Excerto selecionado -

□ □ □ □ □

CAPÍTULO 27

Depois os infelizes sacerdotes e chefes do povo entregam o seu Messias aos Gentios, tal como Ele tinha dito aos Seus discípulos.

Judas, no desespero, sob o poder de Satanás, enforca-se, depois de haver atirado o prémio da sua iniquidade aos pés dos principais sacerdotes e dos anciãos. Satanás é forçado a prestar testemunho à inocência do próprio Senhor, por tuna consciência que ele enganou.

Que cena! Então os sacerdotes, que não sentiram na consciência o pecado de comprarem a Judas o sangue de Jesus, têm escrúpulo de porem o dinheiro na tesouraria do templo, porque ele era o preço do sangue. Perante tudo o que se estava a passar, o homem mostrou-se tal qual é, e mostrou o poder de Satanás sobre ele. Os sacerdotes, tendo reunido em conselho, deliberaram comprar um campo para sepultura de estrangeiros. Estes eram, a seus olhos, bastante profanos para nele serem sepultados — contando que eles próprios não fossem contaminados por um tal dinheiro! Era, no entanto, o momento da graça de Deus para os estrangeiras, e o do Julgamento de Israel. Aliás, eles estabelecem desse modo um perpétuo memorial do seu próprio pecado, e do sangue que fora derramado. Aceldama, isto é, campo de sangue, é tudo quanto resta neste mundo das circunstâncias desse grande sacrifício. O mundo é um campo de sangue, mas de sangue que fala mais do que o sangue de Abei.

É sabido que esta profecia se encontra no Livro de Zacarias, capítulo 11, versos 12 e 13. A palavra «Jeremias» pôde escapar no texto, no tempo em que ali não havia senão «pelo profeta»; ou então, como na ordem requerida pelos talmudistas, «Jeremias» era o primeiro no Livro dos Profetas, dizia-se provavelmente: «Jeremias ou um dos profetas» (ver Mateus 16:14). Mas não é este o lugar próprio para discutir esta questão.

Termina aqui a parte deles nas cenas judaicas. O Senhor comparece agora perante Pilatos. Aqui a questão não se Ele é o Filho de Deus, mas se é o Rei dos Judeus.

Embora Ele fosse Rei dos Judeus, era só no caráter de Filho de Deus que consentiria aos Judeus o receberem-No.

Tivessem-No eles recebido como Filho de Deus e Ele teria sido o seu Rei. Mas Isso não podia ser: Ele tinha de cumprir a obra da expiação.

□ □ □ □ □

Excertos dos itens -
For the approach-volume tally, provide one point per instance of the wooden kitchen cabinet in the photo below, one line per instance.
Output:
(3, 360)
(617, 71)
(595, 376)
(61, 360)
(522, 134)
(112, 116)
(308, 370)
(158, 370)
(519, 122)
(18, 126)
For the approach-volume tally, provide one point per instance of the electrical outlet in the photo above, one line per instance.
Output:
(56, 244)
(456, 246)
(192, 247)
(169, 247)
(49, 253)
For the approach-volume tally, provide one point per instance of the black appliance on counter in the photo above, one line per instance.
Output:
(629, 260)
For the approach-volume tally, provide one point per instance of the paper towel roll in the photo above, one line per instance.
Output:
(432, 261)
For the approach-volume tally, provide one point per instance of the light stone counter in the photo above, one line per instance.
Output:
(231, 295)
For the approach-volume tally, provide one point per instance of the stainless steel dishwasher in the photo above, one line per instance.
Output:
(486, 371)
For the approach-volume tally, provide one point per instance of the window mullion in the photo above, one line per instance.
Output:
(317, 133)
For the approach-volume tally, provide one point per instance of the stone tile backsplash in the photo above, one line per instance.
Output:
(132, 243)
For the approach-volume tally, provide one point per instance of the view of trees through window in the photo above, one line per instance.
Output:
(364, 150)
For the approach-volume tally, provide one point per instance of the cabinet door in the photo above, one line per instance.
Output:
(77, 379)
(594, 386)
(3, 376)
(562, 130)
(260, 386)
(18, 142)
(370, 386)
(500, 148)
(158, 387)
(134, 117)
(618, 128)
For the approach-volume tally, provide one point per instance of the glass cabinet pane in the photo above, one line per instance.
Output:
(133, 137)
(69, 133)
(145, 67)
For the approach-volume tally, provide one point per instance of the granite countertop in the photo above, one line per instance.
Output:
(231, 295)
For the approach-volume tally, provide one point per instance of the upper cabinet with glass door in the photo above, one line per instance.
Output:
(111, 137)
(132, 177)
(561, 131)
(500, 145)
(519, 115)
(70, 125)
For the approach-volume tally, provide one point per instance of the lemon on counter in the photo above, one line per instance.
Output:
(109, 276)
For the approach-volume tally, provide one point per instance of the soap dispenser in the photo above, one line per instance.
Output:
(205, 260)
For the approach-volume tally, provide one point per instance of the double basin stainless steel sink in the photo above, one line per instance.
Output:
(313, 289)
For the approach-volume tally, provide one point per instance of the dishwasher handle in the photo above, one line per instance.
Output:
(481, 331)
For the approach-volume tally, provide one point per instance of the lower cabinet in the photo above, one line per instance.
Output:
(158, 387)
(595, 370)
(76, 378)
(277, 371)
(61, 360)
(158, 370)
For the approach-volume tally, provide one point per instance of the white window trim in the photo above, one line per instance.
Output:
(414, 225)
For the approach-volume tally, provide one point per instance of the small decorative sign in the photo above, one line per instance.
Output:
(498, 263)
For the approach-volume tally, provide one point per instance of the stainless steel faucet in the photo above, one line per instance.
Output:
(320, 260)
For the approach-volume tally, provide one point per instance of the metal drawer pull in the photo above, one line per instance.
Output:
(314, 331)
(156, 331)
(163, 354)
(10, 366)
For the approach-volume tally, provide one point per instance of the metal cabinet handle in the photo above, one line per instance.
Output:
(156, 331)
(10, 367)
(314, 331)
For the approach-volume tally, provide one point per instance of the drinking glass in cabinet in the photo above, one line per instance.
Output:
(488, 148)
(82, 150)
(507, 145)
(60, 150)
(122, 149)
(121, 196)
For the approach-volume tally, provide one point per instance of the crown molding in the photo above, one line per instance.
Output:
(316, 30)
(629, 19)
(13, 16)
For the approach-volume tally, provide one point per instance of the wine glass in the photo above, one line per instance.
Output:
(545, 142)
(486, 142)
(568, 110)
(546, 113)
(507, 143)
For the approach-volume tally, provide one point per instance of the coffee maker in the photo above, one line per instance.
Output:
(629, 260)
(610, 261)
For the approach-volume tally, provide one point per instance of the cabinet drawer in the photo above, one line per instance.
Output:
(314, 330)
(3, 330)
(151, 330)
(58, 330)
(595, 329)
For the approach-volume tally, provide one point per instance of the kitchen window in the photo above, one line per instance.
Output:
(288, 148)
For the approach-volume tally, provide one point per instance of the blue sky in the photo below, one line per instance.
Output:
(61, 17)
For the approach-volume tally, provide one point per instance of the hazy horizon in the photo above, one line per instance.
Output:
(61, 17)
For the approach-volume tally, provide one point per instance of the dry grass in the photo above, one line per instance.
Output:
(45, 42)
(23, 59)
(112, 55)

□ □ □ □ □

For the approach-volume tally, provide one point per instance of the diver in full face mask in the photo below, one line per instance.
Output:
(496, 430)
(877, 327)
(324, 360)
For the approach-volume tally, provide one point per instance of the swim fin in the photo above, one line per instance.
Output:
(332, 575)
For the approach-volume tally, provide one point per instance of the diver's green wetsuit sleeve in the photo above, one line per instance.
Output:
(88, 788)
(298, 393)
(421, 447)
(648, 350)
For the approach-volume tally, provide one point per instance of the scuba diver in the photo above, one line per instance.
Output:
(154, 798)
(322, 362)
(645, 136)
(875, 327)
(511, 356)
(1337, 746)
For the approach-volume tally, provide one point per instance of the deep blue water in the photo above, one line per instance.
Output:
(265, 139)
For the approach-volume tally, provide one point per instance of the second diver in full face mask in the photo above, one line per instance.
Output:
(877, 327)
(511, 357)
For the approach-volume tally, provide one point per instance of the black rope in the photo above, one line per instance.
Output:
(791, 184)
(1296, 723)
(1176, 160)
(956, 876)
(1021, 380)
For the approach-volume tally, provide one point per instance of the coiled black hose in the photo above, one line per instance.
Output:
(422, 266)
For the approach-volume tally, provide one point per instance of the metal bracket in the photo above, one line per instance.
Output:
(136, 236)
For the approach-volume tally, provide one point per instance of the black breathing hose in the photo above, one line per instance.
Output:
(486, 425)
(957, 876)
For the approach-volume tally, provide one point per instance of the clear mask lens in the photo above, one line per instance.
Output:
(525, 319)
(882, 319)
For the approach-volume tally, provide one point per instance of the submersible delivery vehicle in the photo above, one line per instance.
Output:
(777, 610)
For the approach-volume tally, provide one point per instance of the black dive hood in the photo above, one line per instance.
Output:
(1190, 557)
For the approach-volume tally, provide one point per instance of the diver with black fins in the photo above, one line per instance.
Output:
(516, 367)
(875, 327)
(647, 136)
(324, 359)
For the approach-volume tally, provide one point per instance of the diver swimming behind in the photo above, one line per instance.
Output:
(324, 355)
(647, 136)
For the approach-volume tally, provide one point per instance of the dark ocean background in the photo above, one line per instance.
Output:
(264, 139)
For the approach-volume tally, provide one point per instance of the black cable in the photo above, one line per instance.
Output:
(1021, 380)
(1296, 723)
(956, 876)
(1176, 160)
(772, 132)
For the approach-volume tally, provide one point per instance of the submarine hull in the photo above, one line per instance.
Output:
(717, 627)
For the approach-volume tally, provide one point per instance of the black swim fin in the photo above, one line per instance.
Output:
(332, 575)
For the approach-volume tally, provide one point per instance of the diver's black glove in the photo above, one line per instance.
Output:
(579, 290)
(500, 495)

□ □ □ □ □

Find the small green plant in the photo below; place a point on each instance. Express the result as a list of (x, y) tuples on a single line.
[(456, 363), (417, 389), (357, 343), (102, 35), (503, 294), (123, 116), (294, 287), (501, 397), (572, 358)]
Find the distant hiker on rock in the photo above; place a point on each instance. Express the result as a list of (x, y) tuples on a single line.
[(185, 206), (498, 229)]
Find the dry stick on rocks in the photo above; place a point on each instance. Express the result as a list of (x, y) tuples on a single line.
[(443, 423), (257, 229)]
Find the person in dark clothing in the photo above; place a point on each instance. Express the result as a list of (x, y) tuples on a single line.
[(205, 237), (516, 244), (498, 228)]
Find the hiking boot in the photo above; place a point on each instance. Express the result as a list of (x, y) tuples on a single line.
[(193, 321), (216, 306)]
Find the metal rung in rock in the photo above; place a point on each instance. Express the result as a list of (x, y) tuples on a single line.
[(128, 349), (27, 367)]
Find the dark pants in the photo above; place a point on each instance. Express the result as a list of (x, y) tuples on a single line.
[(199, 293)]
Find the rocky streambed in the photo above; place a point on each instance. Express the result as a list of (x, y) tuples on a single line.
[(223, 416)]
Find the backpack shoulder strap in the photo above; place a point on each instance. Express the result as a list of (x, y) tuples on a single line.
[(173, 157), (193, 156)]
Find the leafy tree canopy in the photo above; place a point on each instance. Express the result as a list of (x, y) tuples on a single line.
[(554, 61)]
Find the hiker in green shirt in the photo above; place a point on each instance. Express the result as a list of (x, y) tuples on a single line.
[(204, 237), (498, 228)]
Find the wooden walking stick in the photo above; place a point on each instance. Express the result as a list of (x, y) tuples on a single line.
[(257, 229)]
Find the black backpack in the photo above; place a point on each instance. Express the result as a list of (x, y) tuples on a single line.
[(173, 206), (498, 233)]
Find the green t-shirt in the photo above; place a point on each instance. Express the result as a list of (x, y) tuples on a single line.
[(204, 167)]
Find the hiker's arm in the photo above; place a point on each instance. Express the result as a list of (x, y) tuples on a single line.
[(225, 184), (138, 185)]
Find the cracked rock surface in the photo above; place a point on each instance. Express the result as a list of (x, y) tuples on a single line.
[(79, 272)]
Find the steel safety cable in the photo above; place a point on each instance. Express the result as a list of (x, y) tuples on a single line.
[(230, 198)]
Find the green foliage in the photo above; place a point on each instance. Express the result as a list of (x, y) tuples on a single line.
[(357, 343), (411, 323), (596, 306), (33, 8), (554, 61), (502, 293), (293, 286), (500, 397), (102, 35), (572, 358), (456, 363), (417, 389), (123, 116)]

□ □ □ □ □

Objetivo 1 - No excerto selecionado, o que deliberam comprar os sacerdotes depois de se reunirem em conselho?
Objetivo 2 - Traduza para inglês esta frase do excerto selecionado: "Embora Ele fosse Rei dos Judeus, era só no caráter de Filho de Deus que consentiria aos Judeus o receberem-No."
Objetivo 3 - Escreva a continuação do comentário ao capítulo 27, a partir da última frase do excerto selecionado.
Nenhuma das tarefas depende dos itens.

Resposta do exercício 1 - Um campo para sepultura de estrangeiros.

Resposta do exercício 2 - Although He was King of the Jews, it was only in the character of Son of God that He would allow the Jews to receive Him.

Resposta do exercício 3 -
Havendo-0 rejeitado como Filho de Deus, os Judeus negam-No agora como seu Rei. Mas os Gentios tornam-se também culpados na pessoa do seu chefe na Palestina, cujo governo lhes tinha sido confiado. O chefe gentio deveria ter reinado com justiça. O seu representante na Judeia reconheceu a maldade dos inimigos de Cristo; a sua consciência, alarmada pelo sonho de sua mulher, procura escapar-se à iniquidade de condenar Jesus. Mas o verdadeiro príncipe deste mundo, quanto ao exercício atual do poder, era Satanás. Pilatos, lavando as mãos (vã esperança de se libertar da sua responsabilidade), entrega o inocente à vontade dos Seus inimigos, embora dizendo não achar n'Ele falta alguma. E entrega aos Judeus um homem culpado de uma sedição c de um homicídio, em lugar do Príncipe da vida (versos 26). Mas foi ainda por causa da Sua confissão, e por isso somente, que Ele foi condenado; confessou, perante o tribunal dos Gentios, a mesma coisa que tinha confessado no tribunal judaico, isto é, a verdade, fazendo boa confissão do que concernia à verdade quanto àqueles perante quem Se encontrava.

Barrabás (1) — expressão do espírito de Satanás, que foi homicida desde o princípio, e de rebelião contra a autoridade que Pilatos deveria manter—Barrabás era estimado pelos Judeus; e, com ele, a injusta indolência do governador, que era impotente contra o mal, procurou satisfazer a vontade do povo que deveria ter governado. «Todo o povo» se tornou culpado do sangue de Jesus; expressão solene, que se tem cumprido até aos nossos dias, esperando que a graça soberana, de conformidade com os planos de Deus, a retire — palavras solenes, mas terríveis: «O seu sangue caia sobre nós e sobre nossos filhos» (verso 25).

(1) Coisa estranha: Esta palavra significa «filho de Abba», isto é, do Pai, como se Satanás troçasse deles por meio desse nome.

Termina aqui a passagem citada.